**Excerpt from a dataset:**
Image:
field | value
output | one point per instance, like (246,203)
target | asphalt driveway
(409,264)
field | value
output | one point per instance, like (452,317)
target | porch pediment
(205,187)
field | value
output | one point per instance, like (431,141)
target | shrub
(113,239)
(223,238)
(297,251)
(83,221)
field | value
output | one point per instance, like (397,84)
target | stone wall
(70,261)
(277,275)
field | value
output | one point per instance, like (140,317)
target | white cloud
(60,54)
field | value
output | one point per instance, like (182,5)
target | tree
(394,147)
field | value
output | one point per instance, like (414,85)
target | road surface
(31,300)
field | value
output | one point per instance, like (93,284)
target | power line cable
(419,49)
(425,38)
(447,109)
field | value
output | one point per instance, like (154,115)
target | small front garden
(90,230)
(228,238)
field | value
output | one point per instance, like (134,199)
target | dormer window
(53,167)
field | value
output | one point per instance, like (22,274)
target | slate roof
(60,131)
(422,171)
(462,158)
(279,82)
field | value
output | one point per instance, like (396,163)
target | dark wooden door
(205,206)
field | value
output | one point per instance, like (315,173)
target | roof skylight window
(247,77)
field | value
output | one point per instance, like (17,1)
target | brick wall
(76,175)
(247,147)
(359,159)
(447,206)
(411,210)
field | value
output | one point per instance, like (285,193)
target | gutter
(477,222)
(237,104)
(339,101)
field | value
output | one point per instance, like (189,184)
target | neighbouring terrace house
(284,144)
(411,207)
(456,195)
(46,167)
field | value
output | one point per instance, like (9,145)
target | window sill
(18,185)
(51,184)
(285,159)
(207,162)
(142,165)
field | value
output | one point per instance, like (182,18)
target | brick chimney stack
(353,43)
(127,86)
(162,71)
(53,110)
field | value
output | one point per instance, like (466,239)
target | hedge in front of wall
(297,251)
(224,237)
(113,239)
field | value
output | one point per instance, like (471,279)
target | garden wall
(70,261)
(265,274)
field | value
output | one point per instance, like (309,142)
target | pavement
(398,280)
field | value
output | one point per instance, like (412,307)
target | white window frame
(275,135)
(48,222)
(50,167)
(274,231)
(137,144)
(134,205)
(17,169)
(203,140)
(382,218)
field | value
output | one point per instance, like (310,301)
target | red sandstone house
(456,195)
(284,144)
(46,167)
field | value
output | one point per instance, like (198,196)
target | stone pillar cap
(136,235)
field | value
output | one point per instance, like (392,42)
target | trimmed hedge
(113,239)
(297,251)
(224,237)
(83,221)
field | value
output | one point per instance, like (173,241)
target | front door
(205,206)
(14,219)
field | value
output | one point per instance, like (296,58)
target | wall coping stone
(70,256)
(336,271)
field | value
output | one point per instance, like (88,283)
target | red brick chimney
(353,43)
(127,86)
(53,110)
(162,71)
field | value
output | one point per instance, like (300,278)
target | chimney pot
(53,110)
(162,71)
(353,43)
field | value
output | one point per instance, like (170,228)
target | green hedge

**SET EXERCISE:** Print out all the entries precisely as written.

**OUTPUT FOR THIS TASK:**
Image:
field | value
output | one point per instance, like (246,203)
target | asphalt driveway
(409,264)
field | value
output | one point per instance, like (452,317)
target | porch pediment
(205,187)
field | value
output | one point per instance, like (431,141)
target | shrub
(113,239)
(223,238)
(297,251)
(83,221)
field | value
output | one point per instance, like (397,84)
target | stone wall
(70,261)
(277,275)
field | value
output | one point per instance, like (140,317)
target | white cloud
(60,54)
field | value
output | one point per instance, like (182,5)
target | tree
(394,147)
field | value
output | one point per instance, like (414,85)
target | road surface
(31,300)
field | value
output | one point per instance, like (93,284)
target | power line cable
(419,49)
(425,38)
(447,109)
field | value
output | one point per instance, like (154,115)
target | small front garden
(90,230)
(228,238)
field | value
output | one point per instance, like (134,199)
target | dormer window
(53,167)
field | value
output | one point per instance, like (22,274)
target | slate roof
(60,131)
(422,171)
(462,158)
(279,82)
field | value
output | one point per instance, like (396,163)
target | dark wooden door
(205,206)
field | value
output | one point per instance, like (315,173)
target | roof skylight window
(247,77)
field | value
output | one point per instance, like (17,1)
target | brick wall
(76,175)
(247,147)
(359,159)
(447,206)
(411,210)
field | value
output | one point per instance, like (285,193)
target | gutter
(477,222)
(237,104)
(339,101)
field | value
output | one point per instance, like (189,184)
target | neighbouring terrace house
(284,144)
(411,207)
(456,195)
(46,167)
field | value
output | one point per instance, like (9,145)
target | window sill
(18,185)
(51,184)
(285,159)
(207,162)
(142,165)
field | value
output | one point per instance, like (182,18)
target | brick chimney stack
(353,43)
(127,86)
(162,71)
(53,110)
field | value
output | one point per instance, like (466,239)
target | hedge in front of wall
(297,251)
(224,237)
(113,239)
field | value
output | one point per instance, like (471,279)
target | garden wall
(70,261)
(265,274)
field | value
output | one point per instance, like (309,142)
target | pavement
(398,280)
field | value
output | one point per instance, like (412,307)
target | white window frame
(275,135)
(48,222)
(50,167)
(274,231)
(137,144)
(134,205)
(17,169)
(203,140)
(382,218)
field | value
output | one point per instance, like (310,301)
target | red sandstone house
(456,195)
(284,144)
(46,167)
field | value
output | one point per instance, like (198,196)
target | stone pillar cap
(136,235)
field | value
output | one point per instance, like (392,42)
target | trimmed hedge
(113,239)
(297,251)
(224,237)
(83,221)
field | value
output | one point per instance, like (173,241)
target | front door
(205,206)
(14,219)
field | value
output | one point per instance, like (296,58)
target | wall coping stone
(70,256)
(336,271)
field | value
output | one point per instance, like (88,283)
target | red brick chimney
(353,43)
(127,86)
(53,110)
(162,71)
field | value
output | one point per instance, like (300,278)
target | chimney pot
(53,110)
(162,71)
(353,43)
field | value
output | one point per instance, like (170,228)
target | green hedge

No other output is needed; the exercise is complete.